Only an exact repetition of the entries counts as an answer.
• • • •
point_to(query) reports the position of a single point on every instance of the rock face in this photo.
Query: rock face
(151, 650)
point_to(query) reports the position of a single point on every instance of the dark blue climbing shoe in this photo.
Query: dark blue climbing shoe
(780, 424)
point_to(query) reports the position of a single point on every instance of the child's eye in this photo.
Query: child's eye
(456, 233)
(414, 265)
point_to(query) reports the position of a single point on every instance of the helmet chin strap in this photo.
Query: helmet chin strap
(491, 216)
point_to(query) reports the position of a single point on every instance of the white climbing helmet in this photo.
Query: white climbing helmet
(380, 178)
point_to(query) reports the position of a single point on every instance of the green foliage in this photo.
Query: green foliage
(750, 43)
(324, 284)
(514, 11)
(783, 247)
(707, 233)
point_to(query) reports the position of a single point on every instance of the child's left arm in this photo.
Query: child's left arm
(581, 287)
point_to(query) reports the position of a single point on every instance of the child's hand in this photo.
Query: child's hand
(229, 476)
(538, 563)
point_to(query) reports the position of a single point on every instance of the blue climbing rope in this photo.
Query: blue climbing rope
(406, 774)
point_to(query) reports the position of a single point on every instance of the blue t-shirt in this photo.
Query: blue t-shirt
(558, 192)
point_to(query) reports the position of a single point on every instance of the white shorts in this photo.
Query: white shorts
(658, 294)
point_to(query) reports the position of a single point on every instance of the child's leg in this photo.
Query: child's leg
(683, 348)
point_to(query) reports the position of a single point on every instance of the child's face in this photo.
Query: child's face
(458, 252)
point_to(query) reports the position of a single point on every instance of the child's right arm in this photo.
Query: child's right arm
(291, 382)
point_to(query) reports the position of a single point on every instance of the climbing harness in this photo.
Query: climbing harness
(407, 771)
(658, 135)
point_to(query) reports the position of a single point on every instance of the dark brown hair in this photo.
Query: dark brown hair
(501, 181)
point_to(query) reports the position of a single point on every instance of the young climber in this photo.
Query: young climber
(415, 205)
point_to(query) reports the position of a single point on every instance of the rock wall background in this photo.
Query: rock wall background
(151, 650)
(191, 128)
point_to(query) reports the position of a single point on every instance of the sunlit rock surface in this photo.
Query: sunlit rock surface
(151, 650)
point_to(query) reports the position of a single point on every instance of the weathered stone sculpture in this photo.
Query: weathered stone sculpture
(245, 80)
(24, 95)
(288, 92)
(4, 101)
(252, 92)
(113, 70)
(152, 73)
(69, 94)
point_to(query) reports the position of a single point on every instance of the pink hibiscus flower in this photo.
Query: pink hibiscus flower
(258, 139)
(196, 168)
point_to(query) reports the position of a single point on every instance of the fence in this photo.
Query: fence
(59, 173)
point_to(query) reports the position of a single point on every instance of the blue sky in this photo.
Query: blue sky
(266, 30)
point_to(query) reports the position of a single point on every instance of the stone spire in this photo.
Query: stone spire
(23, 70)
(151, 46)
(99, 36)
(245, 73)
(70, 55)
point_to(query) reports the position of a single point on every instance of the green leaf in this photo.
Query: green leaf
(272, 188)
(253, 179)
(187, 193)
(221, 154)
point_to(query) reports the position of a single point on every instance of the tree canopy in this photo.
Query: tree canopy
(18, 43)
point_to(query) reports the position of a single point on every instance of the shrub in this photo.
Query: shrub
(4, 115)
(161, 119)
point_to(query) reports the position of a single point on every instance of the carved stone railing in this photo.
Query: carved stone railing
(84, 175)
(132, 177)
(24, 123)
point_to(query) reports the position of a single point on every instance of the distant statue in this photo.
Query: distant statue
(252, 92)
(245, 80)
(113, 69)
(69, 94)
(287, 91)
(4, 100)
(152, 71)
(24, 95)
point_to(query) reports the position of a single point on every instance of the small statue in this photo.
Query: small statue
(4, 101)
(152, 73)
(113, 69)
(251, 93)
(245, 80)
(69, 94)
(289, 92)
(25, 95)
• • • •
_Output of the exercise_
point_to(query) reports the position of a single point on every instance of the rock face in this photo.
Query: rock face
(151, 650)
point_to(query) reports the position of a single point on every instance of the dark blue climbing shoe in this photo.
Query: dark blue climbing shoe
(780, 424)
point_to(query) reports the position of a single point on every instance of the child's eye in this photo.
Query: child's eye
(456, 233)
(414, 265)
point_to(query) reports the position of a single point on every instance of the helmet chin strap in this photo.
Query: helmet chin strap
(491, 216)
point_to(query) reports the position of a single point on every instance of the white climbing helmet in this photo.
Query: white climbing helmet
(380, 178)
point_to(query) reports the position of a single point on every instance of the green foliage in this photo.
Query: green foliage
(750, 43)
(324, 284)
(514, 11)
(783, 247)
(707, 233)
point_to(query) reports the position of a single point on every instance of the child's left arm in this photo.
Query: child's left arm
(581, 287)
point_to(query) reports the position of a single point on every instance of the child's hand in this photo.
Query: child's hand
(229, 476)
(538, 563)
point_to(query) reports the position of a single point on every instance of the blue climbing rope in this photo.
Query: blue climbing rope
(406, 774)
point_to(query) reports the position of a single point on every instance of the blue t-shirt in this photo.
Query: blue t-shirt
(558, 192)
point_to(query) reports the position of a single point on every instance of the white shorts in this photo.
Query: white shorts
(658, 294)
point_to(query) reports the position of a single point on every instance of the child's leg in this photo.
Query: child's leg
(683, 348)
point_to(query) reports the position of a single point on every instance of the child's face in this photo.
Query: child's face
(458, 252)
point_to(query) reports the position of a single point on every instance of the child's right arm in this photo.
Query: child's right arm
(291, 382)
point_to(query) reports the position of a single point on every instance of the climbing harness in this photo.
Query: climbing harness
(407, 771)
(658, 135)
point_to(query) reports the position of a single point on every instance of the dark brown hair in this photo.
Query: dark brown hair
(501, 181)
point_to(query) reports the position of a single point on every instance of the young climber in this photo.
Query: young climber
(415, 205)
point_to(query) reports the position of a single point on every instance of the rock wall background in this photo.
Query: rock wall background
(151, 650)
(191, 128)
point_to(query) reports the position of a single point on every instance of the sunlit rock surface in this photo.
Query: sunlit rock surface
(151, 650)
point_to(query) reports the position of a single point on every instance of the weathered stone sculpture in this photo.
Query: weathered stone sculpture
(245, 80)
(24, 95)
(288, 92)
(4, 101)
(252, 92)
(113, 70)
(152, 73)
(69, 94)
point_to(query) reports the position of a single point on every instance of the pink hibiscus flower in this photo.
Query: pink hibiscus flower
(258, 139)
(196, 168)
point_to(query) reports the position of a single point on every instance of the fence in this photo.
Query: fence
(59, 173)
point_to(query) reports the position of a single point on every instance of the blue sky in this photo.
Query: blue sky
(266, 30)
point_to(query) reports the position of a single point on every instance of the stone spire in this photo.
Query: stone spire
(23, 70)
(151, 46)
(99, 36)
(245, 73)
(70, 55)
point_to(query) reports the position of a single point on every instance of the green leaf in this photo.
Query: green leaf
(272, 188)
(253, 179)
(187, 193)
(221, 154)
point_to(query) reports the position of a single point on every instance of the tree canopy in this photo.
Query: tree canopy
(18, 43)
point_to(query) reports the position of a single point on every instance of the shrub in this photo.
Query: shrub
(4, 115)
(161, 119)
point_to(query) reports the position of a single point on every instance of the carved stone railing in this photo.
Query: carved stone railing
(84, 175)
(132, 177)
(24, 123)
point_to(query) reports the position of a single point on every instance of the distant statue in this photo.
Query: distant statue
(252, 92)
(245, 80)
(113, 69)
(69, 94)
(287, 91)
(4, 100)
(152, 71)
(24, 95)
point_to(query) reports the position of a single point on every instance of the small statue in this photo.
Query: small statue
(4, 101)
(152, 73)
(113, 69)
(251, 93)
(245, 80)
(69, 94)
(289, 92)
(25, 95)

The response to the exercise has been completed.